-- Start of Data records --

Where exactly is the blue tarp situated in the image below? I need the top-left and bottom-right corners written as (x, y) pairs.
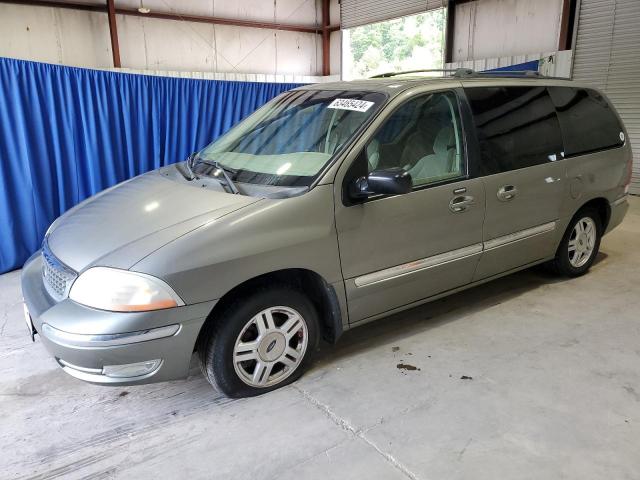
top-left (0, 58), bottom-right (298, 273)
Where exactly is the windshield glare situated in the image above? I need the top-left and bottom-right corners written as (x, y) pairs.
top-left (194, 90), bottom-right (385, 187)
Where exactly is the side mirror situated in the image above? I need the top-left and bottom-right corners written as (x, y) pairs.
top-left (351, 167), bottom-right (413, 199)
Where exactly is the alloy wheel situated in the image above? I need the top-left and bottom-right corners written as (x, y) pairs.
top-left (233, 306), bottom-right (309, 388)
top-left (568, 217), bottom-right (597, 268)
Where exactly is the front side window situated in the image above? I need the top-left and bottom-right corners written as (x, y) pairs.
top-left (366, 92), bottom-right (464, 186)
top-left (194, 90), bottom-right (386, 187)
top-left (465, 87), bottom-right (564, 174)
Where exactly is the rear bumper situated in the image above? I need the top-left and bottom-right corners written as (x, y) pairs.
top-left (604, 195), bottom-right (629, 234)
top-left (22, 255), bottom-right (215, 385)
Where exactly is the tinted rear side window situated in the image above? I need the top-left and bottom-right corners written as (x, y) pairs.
top-left (549, 87), bottom-right (624, 157)
top-left (465, 87), bottom-right (564, 175)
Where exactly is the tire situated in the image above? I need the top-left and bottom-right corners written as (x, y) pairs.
top-left (197, 286), bottom-right (319, 398)
top-left (549, 207), bottom-right (602, 277)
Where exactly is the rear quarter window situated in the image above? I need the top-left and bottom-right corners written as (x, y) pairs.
top-left (549, 87), bottom-right (624, 157)
top-left (465, 86), bottom-right (564, 175)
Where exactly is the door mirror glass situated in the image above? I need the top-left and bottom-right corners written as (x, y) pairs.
top-left (352, 167), bottom-right (413, 198)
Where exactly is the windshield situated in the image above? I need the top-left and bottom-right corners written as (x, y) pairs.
top-left (194, 90), bottom-right (386, 187)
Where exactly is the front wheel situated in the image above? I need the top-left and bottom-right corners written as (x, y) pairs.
top-left (551, 208), bottom-right (602, 277)
top-left (198, 287), bottom-right (318, 397)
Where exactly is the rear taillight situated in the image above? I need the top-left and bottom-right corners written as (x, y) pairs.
top-left (624, 155), bottom-right (633, 189)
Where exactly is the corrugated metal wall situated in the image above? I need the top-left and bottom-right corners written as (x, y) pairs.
top-left (573, 0), bottom-right (640, 195)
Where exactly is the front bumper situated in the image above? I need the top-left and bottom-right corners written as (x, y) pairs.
top-left (22, 254), bottom-right (216, 385)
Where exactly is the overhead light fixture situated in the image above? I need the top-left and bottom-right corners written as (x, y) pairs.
top-left (138, 0), bottom-right (151, 13)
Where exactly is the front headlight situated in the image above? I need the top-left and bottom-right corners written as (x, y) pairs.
top-left (69, 267), bottom-right (184, 312)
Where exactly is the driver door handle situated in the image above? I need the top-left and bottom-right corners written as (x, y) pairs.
top-left (497, 185), bottom-right (518, 202)
top-left (449, 195), bottom-right (476, 213)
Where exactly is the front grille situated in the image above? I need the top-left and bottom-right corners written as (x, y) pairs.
top-left (42, 240), bottom-right (76, 300)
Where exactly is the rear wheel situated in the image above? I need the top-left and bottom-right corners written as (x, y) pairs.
top-left (198, 287), bottom-right (318, 397)
top-left (551, 208), bottom-right (602, 277)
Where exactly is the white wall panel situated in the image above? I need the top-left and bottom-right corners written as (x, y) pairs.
top-left (453, 0), bottom-right (562, 62)
top-left (0, 0), bottom-right (322, 75)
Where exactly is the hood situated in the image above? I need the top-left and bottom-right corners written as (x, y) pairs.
top-left (47, 167), bottom-right (259, 272)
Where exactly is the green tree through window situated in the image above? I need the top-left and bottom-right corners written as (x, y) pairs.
top-left (342, 9), bottom-right (445, 79)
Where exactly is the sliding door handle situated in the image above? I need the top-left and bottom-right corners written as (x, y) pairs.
top-left (449, 195), bottom-right (476, 213)
top-left (497, 185), bottom-right (518, 202)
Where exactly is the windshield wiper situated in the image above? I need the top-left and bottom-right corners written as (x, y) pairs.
top-left (193, 154), bottom-right (240, 195)
top-left (181, 153), bottom-right (198, 180)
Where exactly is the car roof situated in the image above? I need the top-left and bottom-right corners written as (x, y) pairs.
top-left (297, 74), bottom-right (582, 97)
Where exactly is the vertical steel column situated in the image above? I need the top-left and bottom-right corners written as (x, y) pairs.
top-left (107, 0), bottom-right (121, 68)
top-left (322, 0), bottom-right (331, 75)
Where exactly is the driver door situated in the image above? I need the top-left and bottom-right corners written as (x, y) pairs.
top-left (335, 91), bottom-right (485, 323)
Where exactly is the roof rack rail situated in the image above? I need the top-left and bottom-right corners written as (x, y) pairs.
top-left (454, 68), bottom-right (544, 78)
top-left (369, 68), bottom-right (473, 78)
top-left (369, 68), bottom-right (548, 78)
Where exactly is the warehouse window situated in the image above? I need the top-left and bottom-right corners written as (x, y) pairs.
top-left (342, 8), bottom-right (445, 80)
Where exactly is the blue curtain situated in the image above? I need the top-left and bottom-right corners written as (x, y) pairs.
top-left (0, 58), bottom-right (298, 273)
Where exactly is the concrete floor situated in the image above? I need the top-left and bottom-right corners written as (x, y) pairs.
top-left (0, 198), bottom-right (640, 480)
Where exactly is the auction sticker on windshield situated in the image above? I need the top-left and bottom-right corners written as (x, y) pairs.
top-left (327, 98), bottom-right (373, 112)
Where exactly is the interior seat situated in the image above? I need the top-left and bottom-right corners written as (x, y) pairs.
top-left (409, 127), bottom-right (457, 183)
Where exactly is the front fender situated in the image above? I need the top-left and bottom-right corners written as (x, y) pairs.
top-left (131, 185), bottom-right (342, 304)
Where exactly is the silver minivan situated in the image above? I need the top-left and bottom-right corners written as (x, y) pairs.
top-left (22, 71), bottom-right (632, 397)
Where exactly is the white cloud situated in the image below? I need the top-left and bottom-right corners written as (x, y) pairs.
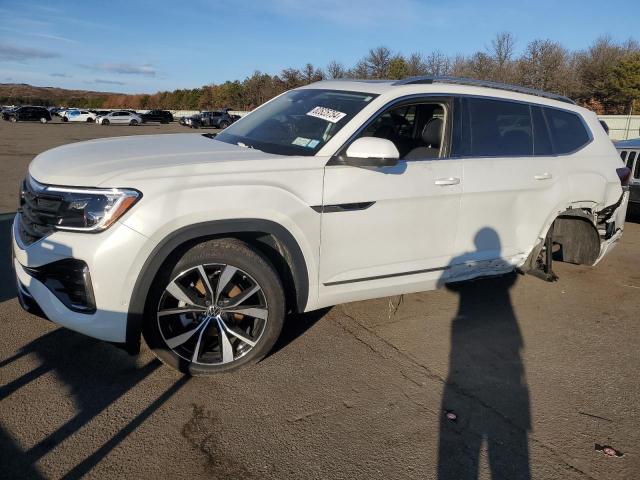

-- End of Data records --

■ Work required
Copy everything from the start of the listing down through the line containing "top-left (465, 87), bottom-right (564, 174)", and leave the pictures out.

■ Solution for this task
Where exactly is the blue tarp situated in the image below? I need the top-left and bottom-right corners written as (x, y) pairs.
top-left (0, 58), bottom-right (298, 273)
Where exactly is the windshield glare situated in the image above? I need the top-left and bottom-right corners written as (x, y) pairs.
top-left (194, 90), bottom-right (385, 187)
Where exactly is the side mirror situated in the image above? I need the top-left and bottom-right corners written as (x, y) pairs.
top-left (351, 167), bottom-right (413, 199)
Where exactly is the alloy wheel situated in the image above? I need the top-left and bottom-right corners written as (x, y) pairs.
top-left (233, 306), bottom-right (309, 388)
top-left (568, 217), bottom-right (597, 268)
Where exactly is the front side window situated in the image above? I need the top-left and bottom-right corners written as (x, y) pairs.
top-left (366, 92), bottom-right (464, 186)
top-left (194, 90), bottom-right (386, 187)
top-left (465, 87), bottom-right (564, 174)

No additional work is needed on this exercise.